Recorded data
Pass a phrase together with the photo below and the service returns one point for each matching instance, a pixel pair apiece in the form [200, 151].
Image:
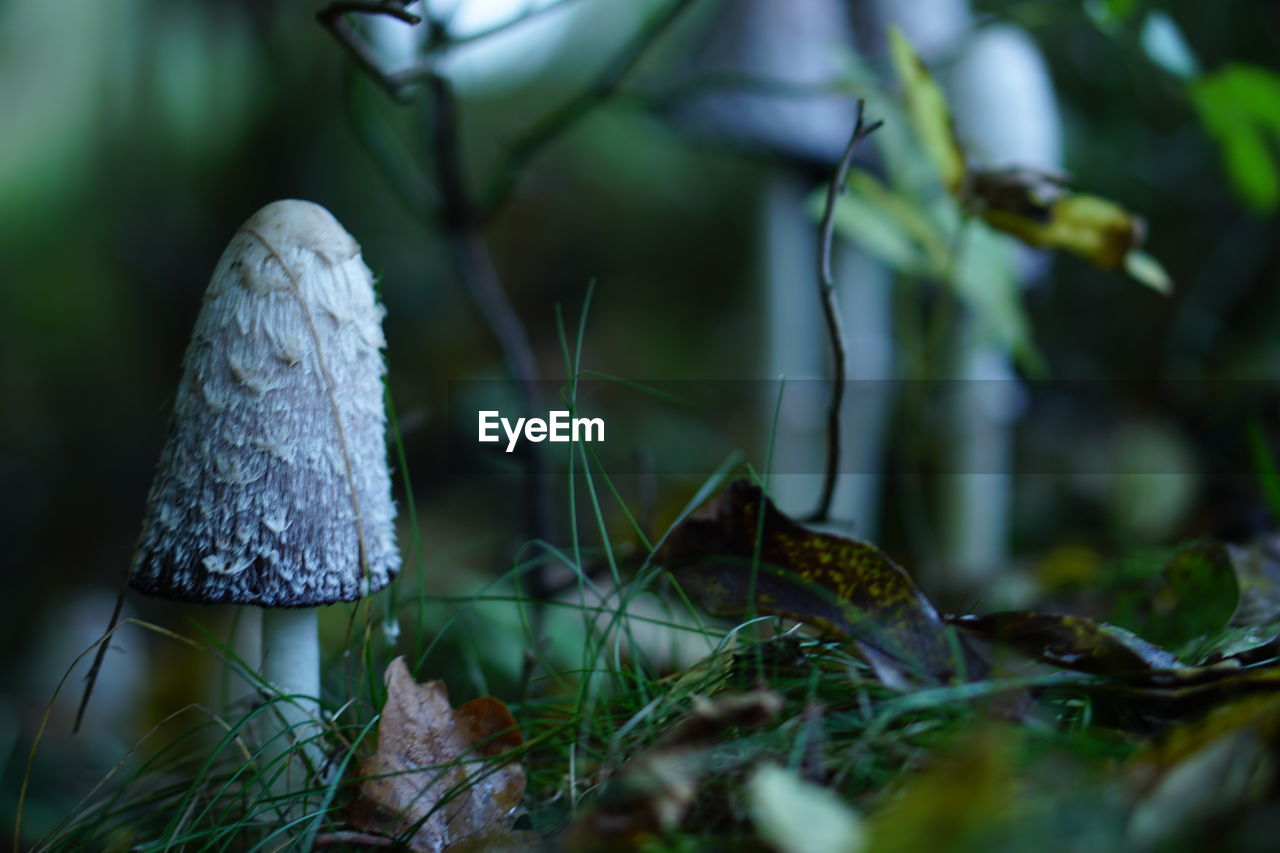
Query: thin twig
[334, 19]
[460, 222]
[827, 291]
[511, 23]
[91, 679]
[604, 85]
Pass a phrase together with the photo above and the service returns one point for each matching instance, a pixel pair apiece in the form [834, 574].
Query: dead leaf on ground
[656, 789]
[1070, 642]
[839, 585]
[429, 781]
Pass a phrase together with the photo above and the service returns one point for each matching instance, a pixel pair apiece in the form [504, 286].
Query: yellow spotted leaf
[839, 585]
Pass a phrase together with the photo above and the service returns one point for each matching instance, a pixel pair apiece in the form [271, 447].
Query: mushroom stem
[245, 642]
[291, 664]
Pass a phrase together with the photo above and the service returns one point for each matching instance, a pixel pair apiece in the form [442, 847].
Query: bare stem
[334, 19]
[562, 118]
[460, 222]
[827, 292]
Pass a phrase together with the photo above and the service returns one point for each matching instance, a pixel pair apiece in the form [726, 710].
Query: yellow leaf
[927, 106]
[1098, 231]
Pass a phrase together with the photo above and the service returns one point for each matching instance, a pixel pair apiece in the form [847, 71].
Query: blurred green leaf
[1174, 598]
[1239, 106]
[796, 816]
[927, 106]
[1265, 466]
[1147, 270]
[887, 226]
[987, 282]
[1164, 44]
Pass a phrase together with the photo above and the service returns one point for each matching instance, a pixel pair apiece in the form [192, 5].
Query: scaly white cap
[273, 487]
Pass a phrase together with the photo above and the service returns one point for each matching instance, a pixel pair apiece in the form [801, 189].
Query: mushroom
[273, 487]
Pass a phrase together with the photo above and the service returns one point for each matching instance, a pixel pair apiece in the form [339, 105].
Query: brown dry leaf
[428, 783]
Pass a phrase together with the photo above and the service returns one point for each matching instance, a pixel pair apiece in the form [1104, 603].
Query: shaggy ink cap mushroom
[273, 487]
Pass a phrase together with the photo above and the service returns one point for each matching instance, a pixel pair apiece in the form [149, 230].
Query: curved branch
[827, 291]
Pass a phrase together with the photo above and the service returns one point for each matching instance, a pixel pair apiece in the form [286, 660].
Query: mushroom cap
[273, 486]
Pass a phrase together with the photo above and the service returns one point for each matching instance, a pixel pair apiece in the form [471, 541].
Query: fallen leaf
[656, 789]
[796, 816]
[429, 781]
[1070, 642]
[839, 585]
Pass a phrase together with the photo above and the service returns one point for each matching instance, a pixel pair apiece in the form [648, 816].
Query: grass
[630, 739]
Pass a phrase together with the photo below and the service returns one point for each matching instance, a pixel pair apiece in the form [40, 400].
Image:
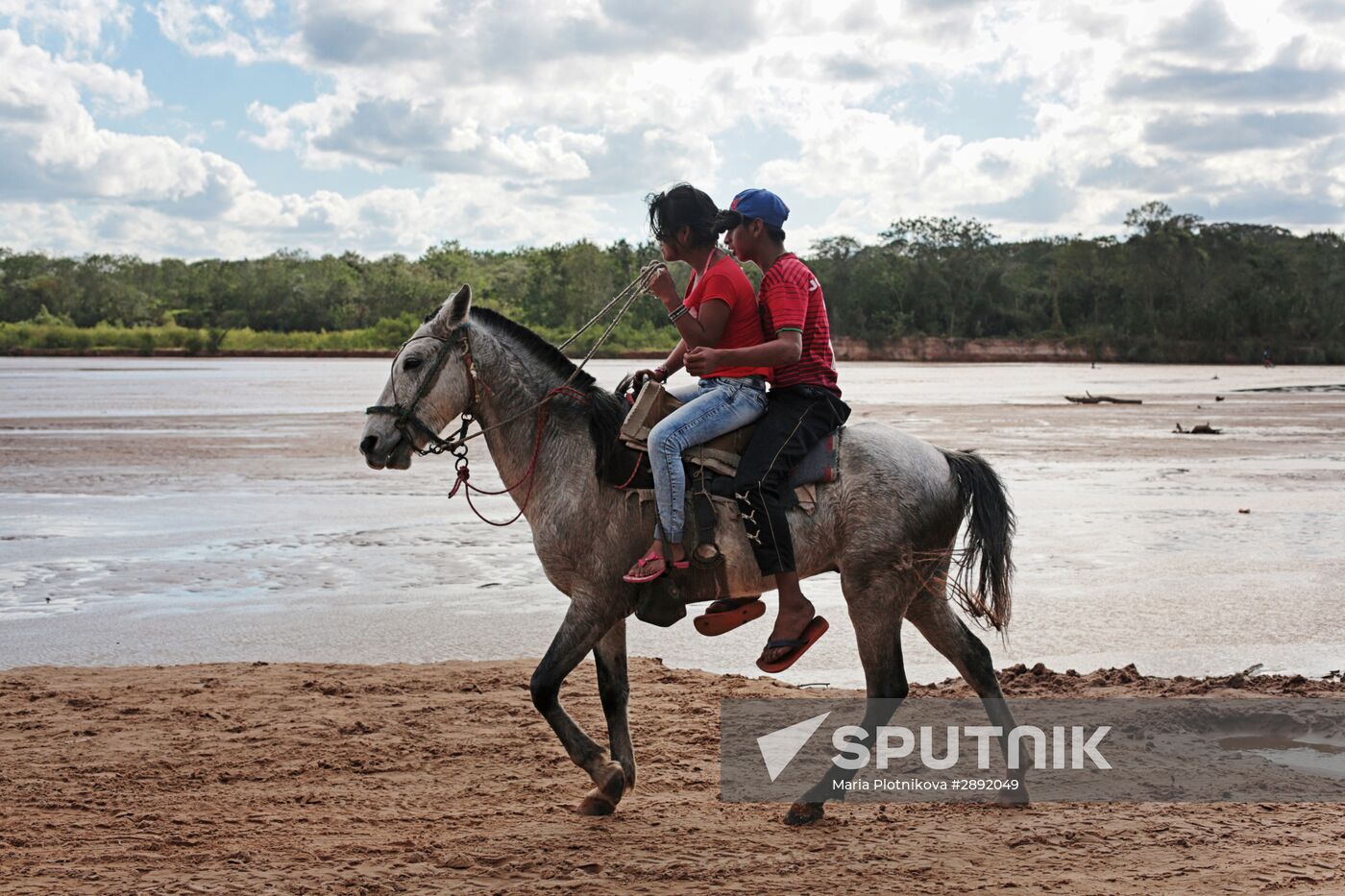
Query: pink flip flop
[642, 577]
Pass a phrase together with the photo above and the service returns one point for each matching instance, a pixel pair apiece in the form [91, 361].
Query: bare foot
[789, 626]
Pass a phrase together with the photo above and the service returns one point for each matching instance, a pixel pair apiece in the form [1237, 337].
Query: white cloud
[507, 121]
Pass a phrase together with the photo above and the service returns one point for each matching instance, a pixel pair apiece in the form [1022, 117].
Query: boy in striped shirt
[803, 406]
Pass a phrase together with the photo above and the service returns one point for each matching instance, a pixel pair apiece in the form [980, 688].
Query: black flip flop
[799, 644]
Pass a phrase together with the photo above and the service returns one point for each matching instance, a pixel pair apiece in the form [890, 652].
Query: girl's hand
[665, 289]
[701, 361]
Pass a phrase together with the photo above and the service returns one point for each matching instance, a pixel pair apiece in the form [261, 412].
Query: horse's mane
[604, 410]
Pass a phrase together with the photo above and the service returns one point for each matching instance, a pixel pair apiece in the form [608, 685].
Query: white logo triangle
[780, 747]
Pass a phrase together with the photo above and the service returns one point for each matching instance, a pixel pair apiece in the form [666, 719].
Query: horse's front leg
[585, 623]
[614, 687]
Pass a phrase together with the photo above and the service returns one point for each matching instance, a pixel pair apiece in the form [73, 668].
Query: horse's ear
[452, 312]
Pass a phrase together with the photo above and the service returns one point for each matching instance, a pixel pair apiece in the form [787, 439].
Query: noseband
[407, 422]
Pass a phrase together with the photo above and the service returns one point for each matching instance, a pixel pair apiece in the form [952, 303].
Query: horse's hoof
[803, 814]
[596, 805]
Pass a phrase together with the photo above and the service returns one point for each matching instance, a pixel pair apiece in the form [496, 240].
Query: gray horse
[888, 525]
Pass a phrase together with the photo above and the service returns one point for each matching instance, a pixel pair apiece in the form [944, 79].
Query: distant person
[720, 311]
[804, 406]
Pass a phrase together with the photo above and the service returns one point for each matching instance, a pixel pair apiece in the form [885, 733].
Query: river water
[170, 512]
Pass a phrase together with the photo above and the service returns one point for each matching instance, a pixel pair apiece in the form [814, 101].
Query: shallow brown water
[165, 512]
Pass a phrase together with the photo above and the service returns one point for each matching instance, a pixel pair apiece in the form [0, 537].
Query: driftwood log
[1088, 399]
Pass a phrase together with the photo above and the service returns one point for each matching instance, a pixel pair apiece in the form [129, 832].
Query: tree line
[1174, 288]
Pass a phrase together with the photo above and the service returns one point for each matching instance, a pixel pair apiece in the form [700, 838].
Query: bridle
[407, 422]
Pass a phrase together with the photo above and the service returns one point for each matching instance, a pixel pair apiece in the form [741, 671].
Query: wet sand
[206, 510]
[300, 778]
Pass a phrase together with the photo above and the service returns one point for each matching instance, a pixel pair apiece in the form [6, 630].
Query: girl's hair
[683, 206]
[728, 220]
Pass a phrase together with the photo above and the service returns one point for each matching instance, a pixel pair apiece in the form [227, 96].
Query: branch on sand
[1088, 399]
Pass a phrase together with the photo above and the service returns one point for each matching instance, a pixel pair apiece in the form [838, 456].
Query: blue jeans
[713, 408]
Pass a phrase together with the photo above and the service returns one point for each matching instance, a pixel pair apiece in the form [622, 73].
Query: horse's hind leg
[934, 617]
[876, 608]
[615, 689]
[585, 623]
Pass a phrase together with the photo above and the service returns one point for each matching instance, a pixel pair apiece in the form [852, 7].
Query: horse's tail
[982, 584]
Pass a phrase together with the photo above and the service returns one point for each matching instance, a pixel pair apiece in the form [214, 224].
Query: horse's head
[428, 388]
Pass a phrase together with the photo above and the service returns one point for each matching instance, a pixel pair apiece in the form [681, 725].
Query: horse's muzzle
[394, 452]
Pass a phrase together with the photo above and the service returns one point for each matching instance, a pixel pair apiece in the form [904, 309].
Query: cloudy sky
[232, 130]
--
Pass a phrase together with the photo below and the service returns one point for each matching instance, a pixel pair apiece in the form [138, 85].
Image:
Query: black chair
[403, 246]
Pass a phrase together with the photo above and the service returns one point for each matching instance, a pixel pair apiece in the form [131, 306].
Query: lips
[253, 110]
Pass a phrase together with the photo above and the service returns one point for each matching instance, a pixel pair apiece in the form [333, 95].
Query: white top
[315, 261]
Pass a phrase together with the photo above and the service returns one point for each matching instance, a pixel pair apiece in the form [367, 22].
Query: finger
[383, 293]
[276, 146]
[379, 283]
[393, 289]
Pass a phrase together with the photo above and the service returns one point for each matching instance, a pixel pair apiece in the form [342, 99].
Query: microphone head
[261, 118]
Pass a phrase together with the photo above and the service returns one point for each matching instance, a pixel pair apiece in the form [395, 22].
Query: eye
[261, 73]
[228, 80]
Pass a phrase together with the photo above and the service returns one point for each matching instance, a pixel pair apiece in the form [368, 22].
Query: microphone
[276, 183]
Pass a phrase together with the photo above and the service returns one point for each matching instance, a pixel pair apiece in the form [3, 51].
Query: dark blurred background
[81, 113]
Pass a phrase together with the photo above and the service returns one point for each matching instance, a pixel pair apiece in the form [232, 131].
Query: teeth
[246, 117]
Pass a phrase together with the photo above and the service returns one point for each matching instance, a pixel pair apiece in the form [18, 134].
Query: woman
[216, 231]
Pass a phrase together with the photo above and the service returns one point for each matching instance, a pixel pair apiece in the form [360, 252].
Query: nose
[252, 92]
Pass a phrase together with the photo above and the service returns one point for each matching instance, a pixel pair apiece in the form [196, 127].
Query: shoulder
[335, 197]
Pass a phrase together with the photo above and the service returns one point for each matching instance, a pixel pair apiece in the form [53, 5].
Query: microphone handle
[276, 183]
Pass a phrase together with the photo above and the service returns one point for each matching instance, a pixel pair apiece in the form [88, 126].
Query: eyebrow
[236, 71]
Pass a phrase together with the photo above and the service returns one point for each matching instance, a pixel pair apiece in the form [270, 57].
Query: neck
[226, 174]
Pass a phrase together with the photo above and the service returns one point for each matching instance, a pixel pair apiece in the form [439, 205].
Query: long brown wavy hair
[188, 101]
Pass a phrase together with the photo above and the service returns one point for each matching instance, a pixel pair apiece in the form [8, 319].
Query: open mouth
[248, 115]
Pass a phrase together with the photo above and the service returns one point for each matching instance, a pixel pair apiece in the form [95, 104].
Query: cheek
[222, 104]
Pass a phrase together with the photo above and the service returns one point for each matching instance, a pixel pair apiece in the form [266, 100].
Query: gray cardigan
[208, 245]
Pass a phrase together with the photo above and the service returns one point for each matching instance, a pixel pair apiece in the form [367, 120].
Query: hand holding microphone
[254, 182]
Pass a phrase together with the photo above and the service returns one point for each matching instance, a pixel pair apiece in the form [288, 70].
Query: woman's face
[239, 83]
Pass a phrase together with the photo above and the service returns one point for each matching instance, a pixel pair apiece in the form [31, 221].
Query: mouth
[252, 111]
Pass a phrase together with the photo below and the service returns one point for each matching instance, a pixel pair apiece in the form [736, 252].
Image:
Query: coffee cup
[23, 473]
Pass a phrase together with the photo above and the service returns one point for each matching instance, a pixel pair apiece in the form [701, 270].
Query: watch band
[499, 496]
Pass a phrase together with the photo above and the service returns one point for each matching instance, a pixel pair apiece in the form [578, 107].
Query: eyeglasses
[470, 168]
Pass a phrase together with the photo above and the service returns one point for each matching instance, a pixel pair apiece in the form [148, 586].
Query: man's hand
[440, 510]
---
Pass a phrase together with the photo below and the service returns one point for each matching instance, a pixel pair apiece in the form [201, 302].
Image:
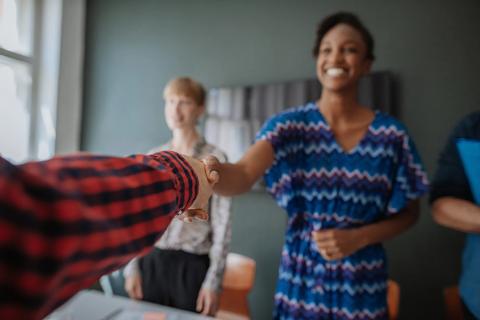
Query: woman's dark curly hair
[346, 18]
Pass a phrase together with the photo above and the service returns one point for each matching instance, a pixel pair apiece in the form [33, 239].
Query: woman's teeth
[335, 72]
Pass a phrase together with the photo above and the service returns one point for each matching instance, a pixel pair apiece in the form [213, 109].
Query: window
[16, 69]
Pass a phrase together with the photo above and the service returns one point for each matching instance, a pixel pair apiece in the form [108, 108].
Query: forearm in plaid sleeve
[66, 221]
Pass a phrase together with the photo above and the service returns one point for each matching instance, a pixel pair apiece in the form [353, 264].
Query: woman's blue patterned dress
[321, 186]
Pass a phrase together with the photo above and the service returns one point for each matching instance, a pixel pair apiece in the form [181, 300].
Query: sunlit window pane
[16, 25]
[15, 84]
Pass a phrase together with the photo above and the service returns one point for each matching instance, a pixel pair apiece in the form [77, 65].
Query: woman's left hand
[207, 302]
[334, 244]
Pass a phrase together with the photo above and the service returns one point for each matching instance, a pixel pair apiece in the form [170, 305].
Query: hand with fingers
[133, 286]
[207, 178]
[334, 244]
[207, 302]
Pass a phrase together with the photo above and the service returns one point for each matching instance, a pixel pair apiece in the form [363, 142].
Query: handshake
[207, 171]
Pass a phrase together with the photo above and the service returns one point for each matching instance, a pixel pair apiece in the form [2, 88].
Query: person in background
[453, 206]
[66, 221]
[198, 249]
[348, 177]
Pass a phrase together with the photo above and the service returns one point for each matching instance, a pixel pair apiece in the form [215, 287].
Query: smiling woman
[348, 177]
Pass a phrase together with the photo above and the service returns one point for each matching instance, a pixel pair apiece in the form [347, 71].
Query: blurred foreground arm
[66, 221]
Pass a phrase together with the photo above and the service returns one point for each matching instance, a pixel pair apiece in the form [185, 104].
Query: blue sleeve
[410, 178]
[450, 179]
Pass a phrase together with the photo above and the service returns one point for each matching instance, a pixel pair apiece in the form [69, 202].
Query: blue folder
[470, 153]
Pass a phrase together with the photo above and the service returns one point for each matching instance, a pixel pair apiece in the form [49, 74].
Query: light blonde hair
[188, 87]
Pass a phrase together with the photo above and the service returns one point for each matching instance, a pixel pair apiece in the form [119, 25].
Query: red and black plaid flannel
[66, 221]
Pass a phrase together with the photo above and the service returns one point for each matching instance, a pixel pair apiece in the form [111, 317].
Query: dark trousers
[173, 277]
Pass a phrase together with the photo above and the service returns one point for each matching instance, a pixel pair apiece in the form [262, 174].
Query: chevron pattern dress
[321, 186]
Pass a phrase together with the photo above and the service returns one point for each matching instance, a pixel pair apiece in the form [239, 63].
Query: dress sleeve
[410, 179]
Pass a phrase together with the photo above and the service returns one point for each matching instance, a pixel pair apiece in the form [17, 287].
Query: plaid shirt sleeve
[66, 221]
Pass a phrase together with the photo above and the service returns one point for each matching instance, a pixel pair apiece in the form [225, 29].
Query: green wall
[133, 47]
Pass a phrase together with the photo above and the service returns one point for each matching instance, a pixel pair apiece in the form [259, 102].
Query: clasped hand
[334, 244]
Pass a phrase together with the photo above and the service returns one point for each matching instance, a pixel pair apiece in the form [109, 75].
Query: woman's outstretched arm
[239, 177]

Short task>
Output the lines of the data from the one containing "form [200, 151]." through the one containing "[1098, 231]", inclusive, as a JSON list of strings with one string per line and blank lines left out. Leave the pictures out of the list.

Task response>
[
  "Pass a phrase together with the photo below and the service returns one point for each matching instance, a pixel pair apiece in the form [200, 151].",
  "Image:",
  "Query: thin twig",
  "[334, 19]",
  "[460, 222]",
  "[827, 291]",
  "[511, 23]",
  "[91, 679]",
  "[604, 85]",
  "Pass a phrase together with the photo above and the service returns one point for each matching instance, a pixel pair apiece in the form [834, 574].",
  "Query: dead leaf on ground",
  "[656, 789]",
  "[1070, 642]",
  "[839, 585]",
  "[429, 781]",
  "Pass a phrase together with the photo above and the service returns one point for each matching instance, a pixel pair apiece in the form [504, 286].",
  "Query: yellow spotted leaf",
  "[839, 585]",
  "Pass a phrase together with the photo above and the service returns one point for each matching instance, a pixel pair apiece in the form [271, 447].",
  "Query: mushroom stem",
  "[245, 642]",
  "[291, 664]",
  "Pass a phrase together with the photo above and the service returns one point for each matching instance, a pixel pair apiece in the form [442, 847].",
  "Query: bare stem",
  "[334, 19]",
  "[562, 118]",
  "[460, 222]",
  "[827, 292]",
  "Pass a phrase together with the photo above and the service returns one point for each matching instance, a pixel pair apiece in the form [726, 710].",
  "Query: yellow leaf",
  "[927, 106]",
  "[1098, 231]"
]